AIM OF THE EXERCISE. Reproduce the entries. Each one must match the original exactly.

RECORDS SHOWN.
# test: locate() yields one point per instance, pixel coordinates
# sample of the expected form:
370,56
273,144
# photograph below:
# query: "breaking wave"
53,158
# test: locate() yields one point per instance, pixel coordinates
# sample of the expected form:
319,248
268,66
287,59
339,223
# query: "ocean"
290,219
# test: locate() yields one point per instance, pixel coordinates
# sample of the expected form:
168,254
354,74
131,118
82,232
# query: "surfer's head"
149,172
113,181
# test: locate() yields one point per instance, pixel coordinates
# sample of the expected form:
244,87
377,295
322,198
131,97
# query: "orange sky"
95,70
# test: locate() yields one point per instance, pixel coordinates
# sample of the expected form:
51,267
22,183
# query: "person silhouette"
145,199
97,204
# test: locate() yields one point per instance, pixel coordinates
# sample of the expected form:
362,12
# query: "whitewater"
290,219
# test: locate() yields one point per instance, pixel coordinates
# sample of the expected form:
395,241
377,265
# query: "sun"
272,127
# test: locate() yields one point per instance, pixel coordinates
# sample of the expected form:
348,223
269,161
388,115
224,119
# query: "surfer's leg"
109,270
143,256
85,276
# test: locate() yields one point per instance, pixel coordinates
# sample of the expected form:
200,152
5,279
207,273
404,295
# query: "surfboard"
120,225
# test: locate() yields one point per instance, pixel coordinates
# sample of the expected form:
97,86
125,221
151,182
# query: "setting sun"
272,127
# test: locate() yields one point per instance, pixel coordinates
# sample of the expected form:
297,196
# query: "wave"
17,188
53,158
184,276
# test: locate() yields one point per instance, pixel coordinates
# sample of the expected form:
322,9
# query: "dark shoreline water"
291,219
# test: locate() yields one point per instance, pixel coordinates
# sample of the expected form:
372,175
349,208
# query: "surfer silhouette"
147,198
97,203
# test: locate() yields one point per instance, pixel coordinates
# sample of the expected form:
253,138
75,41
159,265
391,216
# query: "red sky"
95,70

YOUR RESPONSE.
# test: locate() yields one point per instance, pixel coordinates
# sample of the expected form:
370,56
273,144
# photograph below:
# query: "breaking wave"
53,158
# test: locate() yields one point per instance, pixel coordinates
# sample of the expected form:
319,248
268,66
287,59
339,223
# query: "ocean"
290,219
# test: locate() yields one point per instance, pixel coordinates
# sample of the expected form:
168,254
354,74
131,118
82,232
# query: "surfer's head"
149,172
113,181
# test: locate() yields one point per instance, pixel coordinates
# sample of the expected form:
244,87
377,295
322,198
131,97
# query: "orange sky"
95,70
# test: locate() yields one point per instance, pixel coordinates
# sample of the expected form:
51,267
22,183
# query: "person silhouette"
145,199
97,204
# test: locate() yields one point per instance, pixel coordinates
# sample of the expected form:
362,12
# query: "whitewater"
290,219
# test: locate() yields one point per instance, pixel coordinates
# sample of the expected form:
395,241
377,265
# query: "sun"
272,127
# test: locate() yields one point per instance, pixel coordinates
# sample of the expected form:
348,223
269,161
388,115
224,119
# query: "surfer's leg"
109,270
143,256
85,276
# test: locate() yields one point per instance, pixel coordinates
# sample of the expected form:
200,152
5,279
207,273
404,295
# query: "surfboard"
120,225
# test: locate() yields one point per instance, pixel coordinates
# sample of the expected form:
97,86
125,221
151,182
# query: "setting sun"
272,127
# test: locate() yields one point per instance, pixel coordinates
# sample of the expected form:
297,196
# query: "wave"
17,188
53,158
184,276
# test: locate() yields one point per instance, pixel coordinates
# sample of the expected form:
322,9
# query: "dark shoreline water"
291,219
# test: locate() yields one point per instance, pixel coordinates
# sample of the expected form:
372,175
349,208
# query: "surfer silhouette"
147,198
97,203
# test: locate() yields one point per instance, pixel coordinates
# sample of the expected form:
253,138
75,41
159,265
391,216
# query: "red sky"
95,70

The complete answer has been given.